■ **WHAT THIS TASK INVOLVES**
Print all of the following data verbatim, line for line, without altering any word or number.

• • •

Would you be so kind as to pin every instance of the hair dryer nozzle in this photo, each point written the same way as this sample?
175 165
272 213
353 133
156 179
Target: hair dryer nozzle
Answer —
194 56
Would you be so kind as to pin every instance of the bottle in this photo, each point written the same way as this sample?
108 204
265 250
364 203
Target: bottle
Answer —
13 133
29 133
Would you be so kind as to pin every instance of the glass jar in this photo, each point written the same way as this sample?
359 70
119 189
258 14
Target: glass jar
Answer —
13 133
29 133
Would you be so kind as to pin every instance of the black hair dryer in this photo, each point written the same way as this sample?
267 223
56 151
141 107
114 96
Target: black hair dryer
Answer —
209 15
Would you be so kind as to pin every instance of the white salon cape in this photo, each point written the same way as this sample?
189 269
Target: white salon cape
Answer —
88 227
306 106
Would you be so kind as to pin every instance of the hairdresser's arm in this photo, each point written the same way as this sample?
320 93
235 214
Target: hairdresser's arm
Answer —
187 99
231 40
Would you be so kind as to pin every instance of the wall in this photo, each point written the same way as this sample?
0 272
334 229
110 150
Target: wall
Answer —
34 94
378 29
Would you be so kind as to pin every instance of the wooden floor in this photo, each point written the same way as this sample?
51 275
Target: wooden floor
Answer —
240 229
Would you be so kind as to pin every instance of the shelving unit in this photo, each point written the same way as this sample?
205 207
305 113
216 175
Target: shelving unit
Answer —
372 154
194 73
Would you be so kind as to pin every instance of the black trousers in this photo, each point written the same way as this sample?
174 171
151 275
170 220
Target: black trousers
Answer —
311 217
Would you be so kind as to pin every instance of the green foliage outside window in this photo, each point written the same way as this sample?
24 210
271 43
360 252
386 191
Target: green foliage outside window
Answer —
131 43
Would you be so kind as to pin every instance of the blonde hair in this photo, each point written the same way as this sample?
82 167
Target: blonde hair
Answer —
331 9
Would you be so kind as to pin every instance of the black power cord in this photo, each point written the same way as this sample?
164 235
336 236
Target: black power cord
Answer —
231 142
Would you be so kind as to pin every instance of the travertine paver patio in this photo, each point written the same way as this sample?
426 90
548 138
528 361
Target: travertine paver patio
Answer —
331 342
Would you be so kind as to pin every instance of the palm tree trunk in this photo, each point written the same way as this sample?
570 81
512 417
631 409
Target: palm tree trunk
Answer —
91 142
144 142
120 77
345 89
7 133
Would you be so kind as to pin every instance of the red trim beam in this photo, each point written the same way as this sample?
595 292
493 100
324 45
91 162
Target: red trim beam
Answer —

• • •

■ **WORKED ANSWER**
Would you be so kind as to pin every instance of the hair dryer nozzle in this photo, each point written the same way as this sample?
175 165
272 213
353 133
156 179
Target: hair dryer nozzle
Answer —
194 56
Would you be so kind as to pin every instance of the bottle in this photo, each point written the same way as this sample?
108 204
265 250
364 203
Target: bottle
Answer —
13 133
29 133
Would you be so kind as to pin every instance of the glass jar in this photo, each point written the same way as this sample?
359 70
119 189
258 14
Target: glass jar
Answer —
13 133
29 133
Would you be so kind as to pin every instance of the black hair dryer in this photo, each point written the same way as this sample?
267 223
56 151
141 107
114 96
Target: black hair dryer
Answer —
209 15
Would you be so kind as to pin every instance of the white salon cape in this photo, each point written the same way as this sample?
189 269
Target: white salon cape
Answer —
88 227
306 106
Would you be so kind as to pin every instance of the hairdresser's arm in this photo, each point written the same way as this sample?
320 93
235 214
Target: hairdresser's arm
Answer —
187 99
231 40
Would you be so kind as to pin every instance of the wall in this photo, each point written the same way as this sample?
0 272
334 229
110 150
Target: wall
Answer —
34 94
378 29
Would you be so kind as to pin every instance of the wooden floor in this photo, each point written the same way as this sample?
51 275
Target: wooden floor
Answer —
240 229
Would you be so kind as to pin every instance of the shelving unit in this photo, each point written the same way as this sample?
205 207
305 113
216 175
Target: shelving unit
Answer —
372 154
194 73
Would you be so kind as to pin every instance of the black trousers in this photo, each point written the same way as this sample?
174 171
151 275
170 220
Target: black trousers
Answer —
311 217
Would you be so kind as to pin every instance of the green foliage outside window in this photo, each point written the same way as this sample?
24 210
271 43
360 252
386 191
Target: green foliage outside window
Answer —
131 43
Would you be so kind as to pin every instance of the blonde hair in this photo, each point written the same way as this sample?
82 167
Target: blonde hair
Answer —
331 9
Would you be so kind as to pin every instance of the black power cord in this photo, each point written the same way as this sample?
164 235
336 236
Target: black power cord
Answer —
231 142
Would you be so kind as to pin every instance of the travertine paver patio in this photo, each point written the same way as this sample?
426 90
548 138
528 361
Target: travertine paver patio
Answer —
331 342
Would you be so kind as to pin every instance of the palm tree trunk in this photo, each point written the same way as this sample?
570 81
512 417
631 409
Target: palm tree trunk
Answer —
91 142
144 142
120 77
345 89
7 133
Would you be so kind as to pin every instance of the red trim beam in this photo, each point written the same way as this sample?
595 292
493 100
324 45
91 162
Target: red trim beam
Answer —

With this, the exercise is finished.